**Task goal:** Find every line in the records that contains the word "jacket" and copy each of those lines. Case counts.

**Supplied material:**
===============
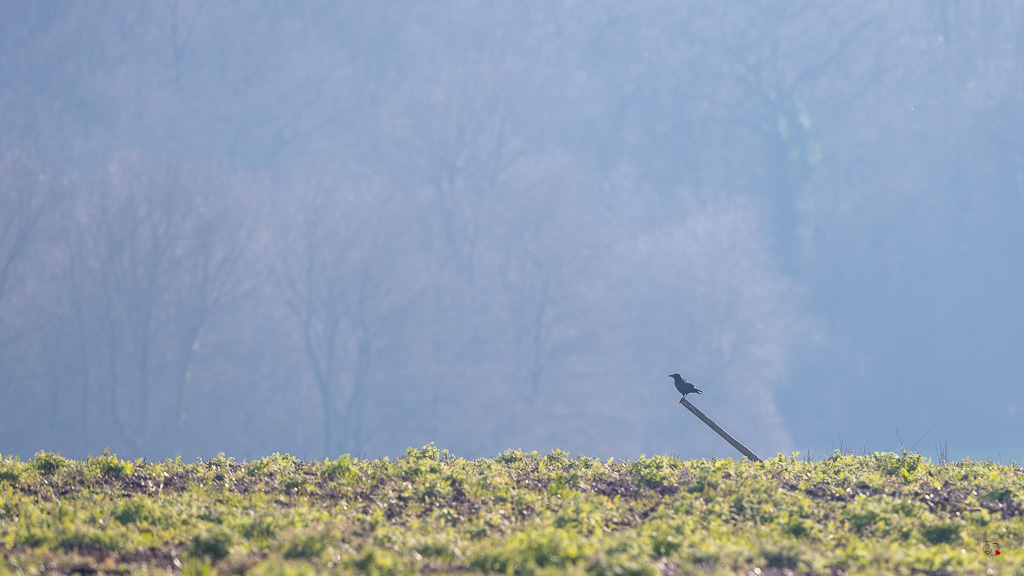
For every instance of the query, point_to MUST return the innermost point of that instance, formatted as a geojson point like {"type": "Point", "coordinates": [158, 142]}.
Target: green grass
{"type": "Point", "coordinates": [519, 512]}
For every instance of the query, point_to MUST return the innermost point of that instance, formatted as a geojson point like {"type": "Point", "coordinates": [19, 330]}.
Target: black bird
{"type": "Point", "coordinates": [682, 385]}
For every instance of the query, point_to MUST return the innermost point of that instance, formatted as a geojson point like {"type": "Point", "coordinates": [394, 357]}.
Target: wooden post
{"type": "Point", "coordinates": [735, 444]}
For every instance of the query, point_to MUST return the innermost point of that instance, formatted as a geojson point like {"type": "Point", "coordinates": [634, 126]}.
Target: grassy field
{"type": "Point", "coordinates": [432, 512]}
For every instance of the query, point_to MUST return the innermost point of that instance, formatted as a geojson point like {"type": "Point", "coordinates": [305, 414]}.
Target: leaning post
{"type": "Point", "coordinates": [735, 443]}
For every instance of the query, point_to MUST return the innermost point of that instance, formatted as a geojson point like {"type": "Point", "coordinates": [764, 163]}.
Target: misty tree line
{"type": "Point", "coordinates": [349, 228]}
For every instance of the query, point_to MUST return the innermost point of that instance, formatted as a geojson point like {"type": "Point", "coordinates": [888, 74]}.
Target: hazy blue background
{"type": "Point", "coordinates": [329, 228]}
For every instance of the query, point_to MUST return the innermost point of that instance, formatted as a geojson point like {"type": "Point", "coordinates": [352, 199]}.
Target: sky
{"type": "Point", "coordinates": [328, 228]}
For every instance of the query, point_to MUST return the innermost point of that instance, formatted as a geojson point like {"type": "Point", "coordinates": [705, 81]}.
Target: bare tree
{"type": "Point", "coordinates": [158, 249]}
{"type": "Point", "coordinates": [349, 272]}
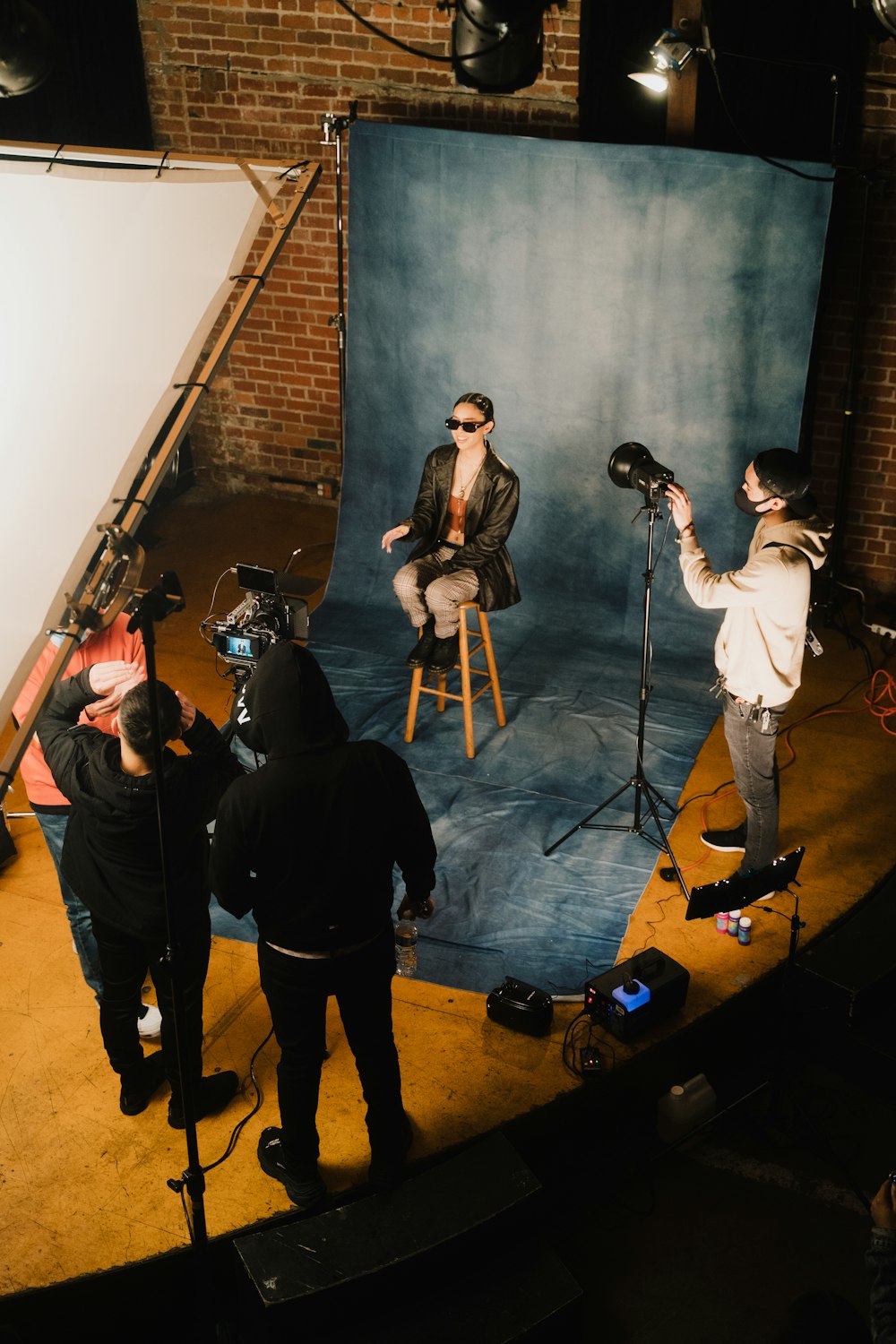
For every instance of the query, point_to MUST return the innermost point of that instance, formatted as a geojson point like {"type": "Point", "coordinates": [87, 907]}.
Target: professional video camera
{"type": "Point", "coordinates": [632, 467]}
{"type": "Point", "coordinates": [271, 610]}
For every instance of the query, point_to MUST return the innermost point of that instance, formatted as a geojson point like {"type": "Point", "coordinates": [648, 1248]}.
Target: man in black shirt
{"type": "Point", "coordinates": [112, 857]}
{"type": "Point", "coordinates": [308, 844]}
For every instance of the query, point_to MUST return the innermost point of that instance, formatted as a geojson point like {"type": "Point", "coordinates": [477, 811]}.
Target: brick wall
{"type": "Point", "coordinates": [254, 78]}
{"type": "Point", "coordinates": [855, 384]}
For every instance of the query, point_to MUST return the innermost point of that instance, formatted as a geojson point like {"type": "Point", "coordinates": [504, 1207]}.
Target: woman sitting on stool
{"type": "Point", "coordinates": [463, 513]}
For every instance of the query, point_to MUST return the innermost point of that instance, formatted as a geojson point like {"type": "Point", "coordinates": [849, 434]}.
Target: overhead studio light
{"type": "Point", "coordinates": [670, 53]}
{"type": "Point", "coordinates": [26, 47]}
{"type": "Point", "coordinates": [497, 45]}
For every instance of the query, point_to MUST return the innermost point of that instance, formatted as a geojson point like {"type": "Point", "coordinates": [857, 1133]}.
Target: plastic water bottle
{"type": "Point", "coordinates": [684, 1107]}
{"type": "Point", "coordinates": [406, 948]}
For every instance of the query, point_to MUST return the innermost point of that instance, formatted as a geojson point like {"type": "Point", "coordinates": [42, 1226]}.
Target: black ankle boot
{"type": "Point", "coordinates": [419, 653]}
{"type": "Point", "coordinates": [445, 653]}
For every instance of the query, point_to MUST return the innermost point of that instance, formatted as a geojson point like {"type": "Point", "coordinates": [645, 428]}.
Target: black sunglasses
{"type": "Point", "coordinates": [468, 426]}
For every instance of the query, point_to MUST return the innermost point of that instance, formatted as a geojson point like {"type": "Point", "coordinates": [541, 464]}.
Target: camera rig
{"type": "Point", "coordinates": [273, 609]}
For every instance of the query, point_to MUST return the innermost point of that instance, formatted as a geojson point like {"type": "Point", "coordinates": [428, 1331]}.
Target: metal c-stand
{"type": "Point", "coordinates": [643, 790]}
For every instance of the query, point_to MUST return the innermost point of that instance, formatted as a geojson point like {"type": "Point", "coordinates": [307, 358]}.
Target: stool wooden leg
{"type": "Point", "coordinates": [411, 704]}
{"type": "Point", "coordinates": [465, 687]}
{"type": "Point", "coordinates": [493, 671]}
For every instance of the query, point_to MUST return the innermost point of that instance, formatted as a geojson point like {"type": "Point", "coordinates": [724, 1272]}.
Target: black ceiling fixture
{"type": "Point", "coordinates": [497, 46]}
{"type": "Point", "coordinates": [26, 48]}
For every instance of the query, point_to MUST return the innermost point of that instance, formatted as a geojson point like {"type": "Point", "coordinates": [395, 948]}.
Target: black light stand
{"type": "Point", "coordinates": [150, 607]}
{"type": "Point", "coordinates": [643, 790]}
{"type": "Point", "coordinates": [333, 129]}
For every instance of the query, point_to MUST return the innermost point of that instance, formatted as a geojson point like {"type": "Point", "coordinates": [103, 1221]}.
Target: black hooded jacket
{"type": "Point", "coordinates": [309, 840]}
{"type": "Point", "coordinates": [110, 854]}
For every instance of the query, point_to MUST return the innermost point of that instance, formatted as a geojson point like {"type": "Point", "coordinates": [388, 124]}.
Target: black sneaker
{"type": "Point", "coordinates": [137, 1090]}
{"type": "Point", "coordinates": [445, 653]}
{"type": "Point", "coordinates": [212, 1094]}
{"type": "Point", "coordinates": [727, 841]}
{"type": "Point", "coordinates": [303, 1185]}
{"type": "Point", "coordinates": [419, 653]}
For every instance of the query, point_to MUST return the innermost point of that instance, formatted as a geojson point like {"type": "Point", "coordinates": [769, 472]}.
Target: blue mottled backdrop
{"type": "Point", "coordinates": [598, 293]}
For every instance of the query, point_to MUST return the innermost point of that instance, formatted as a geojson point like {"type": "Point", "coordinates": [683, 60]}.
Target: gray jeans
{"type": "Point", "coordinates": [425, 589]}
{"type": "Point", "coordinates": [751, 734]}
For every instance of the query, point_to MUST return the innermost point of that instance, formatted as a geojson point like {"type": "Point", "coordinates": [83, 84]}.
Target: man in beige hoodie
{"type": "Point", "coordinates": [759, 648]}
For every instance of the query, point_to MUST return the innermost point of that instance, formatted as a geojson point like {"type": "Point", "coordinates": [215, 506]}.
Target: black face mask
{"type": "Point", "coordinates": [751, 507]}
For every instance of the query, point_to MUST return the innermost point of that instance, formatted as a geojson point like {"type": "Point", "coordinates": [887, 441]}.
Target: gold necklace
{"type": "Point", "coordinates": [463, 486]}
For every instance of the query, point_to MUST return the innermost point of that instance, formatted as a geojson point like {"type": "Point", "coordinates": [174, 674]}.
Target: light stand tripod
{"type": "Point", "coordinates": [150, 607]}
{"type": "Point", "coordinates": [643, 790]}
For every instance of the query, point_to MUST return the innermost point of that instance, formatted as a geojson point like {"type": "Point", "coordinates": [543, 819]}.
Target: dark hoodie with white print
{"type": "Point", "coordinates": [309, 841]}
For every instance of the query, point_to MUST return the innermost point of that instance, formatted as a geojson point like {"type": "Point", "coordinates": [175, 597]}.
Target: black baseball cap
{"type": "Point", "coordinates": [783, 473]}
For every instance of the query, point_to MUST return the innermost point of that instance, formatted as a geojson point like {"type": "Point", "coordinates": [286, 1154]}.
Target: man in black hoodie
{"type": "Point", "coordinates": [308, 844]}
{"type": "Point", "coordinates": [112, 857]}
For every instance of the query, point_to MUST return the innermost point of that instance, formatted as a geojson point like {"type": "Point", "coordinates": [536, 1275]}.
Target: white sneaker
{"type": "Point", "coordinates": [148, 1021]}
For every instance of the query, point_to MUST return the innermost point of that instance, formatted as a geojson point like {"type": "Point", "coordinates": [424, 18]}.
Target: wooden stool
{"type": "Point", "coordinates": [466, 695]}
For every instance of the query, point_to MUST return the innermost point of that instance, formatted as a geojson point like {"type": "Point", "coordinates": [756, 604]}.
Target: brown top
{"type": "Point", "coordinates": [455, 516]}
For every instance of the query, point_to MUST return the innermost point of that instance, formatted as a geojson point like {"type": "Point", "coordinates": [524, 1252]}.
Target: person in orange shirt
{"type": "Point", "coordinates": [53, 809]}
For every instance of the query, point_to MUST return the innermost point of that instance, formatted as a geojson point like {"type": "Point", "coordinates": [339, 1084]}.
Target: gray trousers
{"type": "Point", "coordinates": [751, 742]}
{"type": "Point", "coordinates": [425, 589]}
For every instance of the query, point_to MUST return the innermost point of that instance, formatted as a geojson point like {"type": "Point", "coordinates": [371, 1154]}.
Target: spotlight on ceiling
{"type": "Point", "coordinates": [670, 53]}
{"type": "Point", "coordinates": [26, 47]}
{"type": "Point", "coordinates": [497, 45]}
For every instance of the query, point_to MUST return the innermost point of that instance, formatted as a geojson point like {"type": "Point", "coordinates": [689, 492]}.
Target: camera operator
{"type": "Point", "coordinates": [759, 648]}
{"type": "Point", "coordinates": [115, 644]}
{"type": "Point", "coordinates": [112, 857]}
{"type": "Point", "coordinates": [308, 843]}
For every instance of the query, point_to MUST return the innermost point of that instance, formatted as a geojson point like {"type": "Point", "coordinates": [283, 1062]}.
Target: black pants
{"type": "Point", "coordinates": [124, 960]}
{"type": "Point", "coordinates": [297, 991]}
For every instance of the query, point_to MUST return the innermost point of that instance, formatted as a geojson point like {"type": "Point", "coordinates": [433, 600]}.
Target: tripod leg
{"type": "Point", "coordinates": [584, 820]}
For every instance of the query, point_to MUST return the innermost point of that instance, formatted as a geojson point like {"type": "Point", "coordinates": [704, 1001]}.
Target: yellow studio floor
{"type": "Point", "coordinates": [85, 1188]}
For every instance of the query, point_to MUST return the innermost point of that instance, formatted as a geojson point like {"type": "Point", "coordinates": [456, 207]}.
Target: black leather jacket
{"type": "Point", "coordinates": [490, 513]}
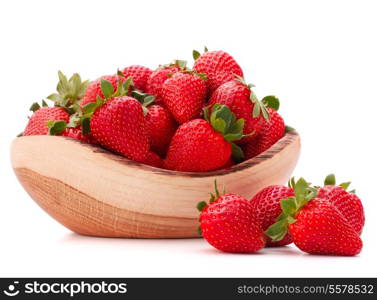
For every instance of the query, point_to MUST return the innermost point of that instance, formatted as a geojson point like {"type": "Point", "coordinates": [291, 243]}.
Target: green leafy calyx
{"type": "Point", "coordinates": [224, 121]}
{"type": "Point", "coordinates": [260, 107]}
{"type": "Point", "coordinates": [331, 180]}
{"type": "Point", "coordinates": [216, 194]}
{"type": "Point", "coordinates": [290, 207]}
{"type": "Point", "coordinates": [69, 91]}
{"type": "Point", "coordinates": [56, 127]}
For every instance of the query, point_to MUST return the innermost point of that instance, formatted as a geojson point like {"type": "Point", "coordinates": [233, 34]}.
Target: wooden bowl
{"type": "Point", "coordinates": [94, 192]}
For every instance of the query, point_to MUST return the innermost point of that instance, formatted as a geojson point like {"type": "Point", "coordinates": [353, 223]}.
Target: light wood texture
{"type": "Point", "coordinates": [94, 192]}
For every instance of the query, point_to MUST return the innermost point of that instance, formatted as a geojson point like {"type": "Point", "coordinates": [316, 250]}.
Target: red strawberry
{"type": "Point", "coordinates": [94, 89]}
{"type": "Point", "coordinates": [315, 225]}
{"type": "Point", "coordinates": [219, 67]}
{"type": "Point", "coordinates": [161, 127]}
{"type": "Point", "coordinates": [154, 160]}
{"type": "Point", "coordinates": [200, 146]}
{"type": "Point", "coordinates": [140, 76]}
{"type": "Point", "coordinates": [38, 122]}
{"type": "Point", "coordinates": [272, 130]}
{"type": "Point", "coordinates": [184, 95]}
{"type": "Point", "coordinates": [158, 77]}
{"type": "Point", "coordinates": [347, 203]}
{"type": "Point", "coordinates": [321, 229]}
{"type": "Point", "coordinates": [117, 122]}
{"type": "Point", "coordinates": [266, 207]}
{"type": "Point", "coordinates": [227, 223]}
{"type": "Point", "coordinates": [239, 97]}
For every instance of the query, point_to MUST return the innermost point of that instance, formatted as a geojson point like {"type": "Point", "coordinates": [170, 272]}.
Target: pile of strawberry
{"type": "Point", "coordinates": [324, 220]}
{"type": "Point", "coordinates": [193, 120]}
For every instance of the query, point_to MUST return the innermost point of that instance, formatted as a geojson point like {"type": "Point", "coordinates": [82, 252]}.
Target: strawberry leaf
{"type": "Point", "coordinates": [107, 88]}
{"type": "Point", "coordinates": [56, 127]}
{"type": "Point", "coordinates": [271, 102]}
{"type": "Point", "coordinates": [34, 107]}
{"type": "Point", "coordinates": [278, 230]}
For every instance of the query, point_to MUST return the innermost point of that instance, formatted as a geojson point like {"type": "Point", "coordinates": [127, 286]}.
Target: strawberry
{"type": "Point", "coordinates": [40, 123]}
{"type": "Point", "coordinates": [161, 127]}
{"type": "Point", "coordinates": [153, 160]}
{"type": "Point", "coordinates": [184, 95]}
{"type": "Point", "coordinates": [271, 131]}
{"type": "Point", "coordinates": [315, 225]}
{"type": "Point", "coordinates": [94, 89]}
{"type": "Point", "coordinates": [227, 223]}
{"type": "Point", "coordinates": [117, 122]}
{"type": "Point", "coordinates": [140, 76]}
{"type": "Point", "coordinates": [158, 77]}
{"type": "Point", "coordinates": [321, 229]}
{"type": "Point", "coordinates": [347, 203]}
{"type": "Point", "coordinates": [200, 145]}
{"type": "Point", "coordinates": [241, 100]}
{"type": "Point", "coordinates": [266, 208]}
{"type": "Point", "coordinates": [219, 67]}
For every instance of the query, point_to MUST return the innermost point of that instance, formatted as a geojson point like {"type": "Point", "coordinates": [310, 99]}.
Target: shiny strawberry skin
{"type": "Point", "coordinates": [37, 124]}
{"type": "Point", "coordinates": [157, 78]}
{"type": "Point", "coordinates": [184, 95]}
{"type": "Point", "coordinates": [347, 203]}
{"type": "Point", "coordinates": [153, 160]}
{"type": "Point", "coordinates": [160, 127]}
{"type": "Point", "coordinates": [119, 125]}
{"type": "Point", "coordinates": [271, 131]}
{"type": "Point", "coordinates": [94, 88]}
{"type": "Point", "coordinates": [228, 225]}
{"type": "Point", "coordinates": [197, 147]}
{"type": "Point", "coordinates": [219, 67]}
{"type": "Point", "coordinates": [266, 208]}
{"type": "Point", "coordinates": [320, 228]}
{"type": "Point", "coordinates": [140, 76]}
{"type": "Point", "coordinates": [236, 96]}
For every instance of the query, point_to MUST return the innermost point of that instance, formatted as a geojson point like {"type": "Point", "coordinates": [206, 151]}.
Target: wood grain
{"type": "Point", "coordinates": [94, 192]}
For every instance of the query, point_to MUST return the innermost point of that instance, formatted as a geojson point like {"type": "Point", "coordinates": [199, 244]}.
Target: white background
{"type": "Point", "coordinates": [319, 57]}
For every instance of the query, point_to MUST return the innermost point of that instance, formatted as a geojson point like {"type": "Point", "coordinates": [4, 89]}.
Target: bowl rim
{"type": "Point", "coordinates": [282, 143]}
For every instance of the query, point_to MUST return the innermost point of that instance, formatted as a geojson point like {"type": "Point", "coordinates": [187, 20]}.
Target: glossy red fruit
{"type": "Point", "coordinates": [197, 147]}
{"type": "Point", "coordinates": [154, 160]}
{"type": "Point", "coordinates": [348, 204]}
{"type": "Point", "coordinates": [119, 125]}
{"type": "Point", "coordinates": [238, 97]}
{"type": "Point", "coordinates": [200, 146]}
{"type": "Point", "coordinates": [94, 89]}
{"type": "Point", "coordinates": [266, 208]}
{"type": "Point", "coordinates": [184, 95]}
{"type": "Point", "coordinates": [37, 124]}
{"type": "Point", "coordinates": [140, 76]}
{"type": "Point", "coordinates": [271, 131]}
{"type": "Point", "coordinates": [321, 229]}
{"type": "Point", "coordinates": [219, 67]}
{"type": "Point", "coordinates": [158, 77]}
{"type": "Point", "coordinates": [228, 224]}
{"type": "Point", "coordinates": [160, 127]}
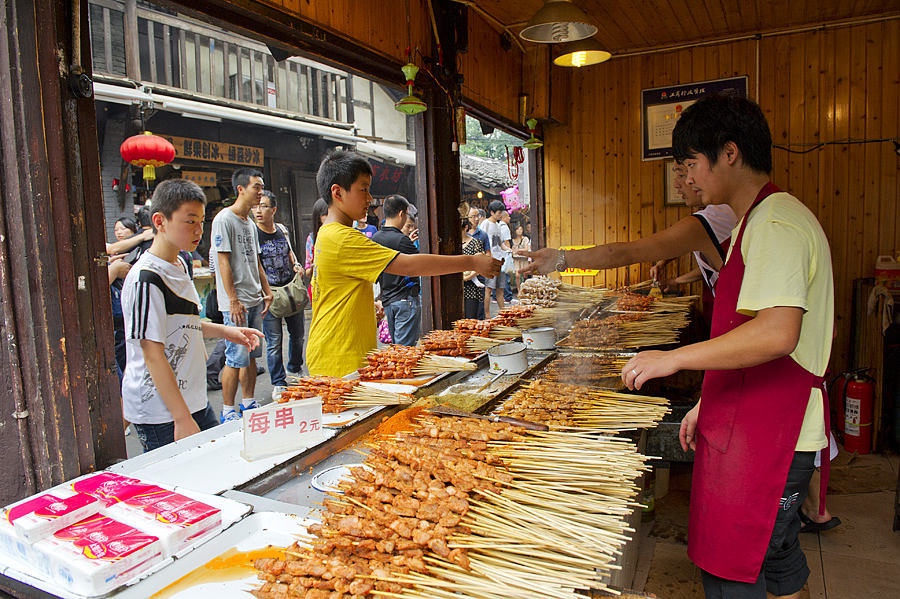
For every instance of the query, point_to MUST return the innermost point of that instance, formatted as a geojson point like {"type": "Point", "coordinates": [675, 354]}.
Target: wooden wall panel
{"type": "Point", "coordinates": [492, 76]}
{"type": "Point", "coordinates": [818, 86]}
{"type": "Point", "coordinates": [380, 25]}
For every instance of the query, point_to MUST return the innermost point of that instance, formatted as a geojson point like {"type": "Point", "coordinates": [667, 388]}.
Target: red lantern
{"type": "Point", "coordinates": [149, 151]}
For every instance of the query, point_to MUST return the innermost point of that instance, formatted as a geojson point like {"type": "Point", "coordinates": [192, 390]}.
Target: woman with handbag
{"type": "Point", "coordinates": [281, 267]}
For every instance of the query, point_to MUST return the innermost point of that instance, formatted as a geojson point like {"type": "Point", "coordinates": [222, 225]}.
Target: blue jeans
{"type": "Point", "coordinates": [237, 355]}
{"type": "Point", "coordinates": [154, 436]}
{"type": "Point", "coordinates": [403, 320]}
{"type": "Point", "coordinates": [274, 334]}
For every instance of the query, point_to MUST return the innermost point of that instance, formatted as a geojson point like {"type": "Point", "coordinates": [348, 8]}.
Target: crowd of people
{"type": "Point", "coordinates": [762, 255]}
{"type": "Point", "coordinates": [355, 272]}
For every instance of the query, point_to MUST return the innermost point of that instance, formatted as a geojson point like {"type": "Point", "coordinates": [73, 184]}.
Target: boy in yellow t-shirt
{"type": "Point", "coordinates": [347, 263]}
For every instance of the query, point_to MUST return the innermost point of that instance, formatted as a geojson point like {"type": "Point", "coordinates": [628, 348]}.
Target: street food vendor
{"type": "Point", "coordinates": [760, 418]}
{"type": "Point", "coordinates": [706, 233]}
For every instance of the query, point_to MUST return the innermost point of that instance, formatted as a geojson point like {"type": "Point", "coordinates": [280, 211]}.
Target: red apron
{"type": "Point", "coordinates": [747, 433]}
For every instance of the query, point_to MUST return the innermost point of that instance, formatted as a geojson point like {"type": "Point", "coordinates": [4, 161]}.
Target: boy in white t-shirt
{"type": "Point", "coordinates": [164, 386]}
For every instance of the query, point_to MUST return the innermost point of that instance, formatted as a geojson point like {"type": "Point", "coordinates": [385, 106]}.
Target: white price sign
===============
**Complete response:**
Target: black hooded jacket
Target: black leather jacket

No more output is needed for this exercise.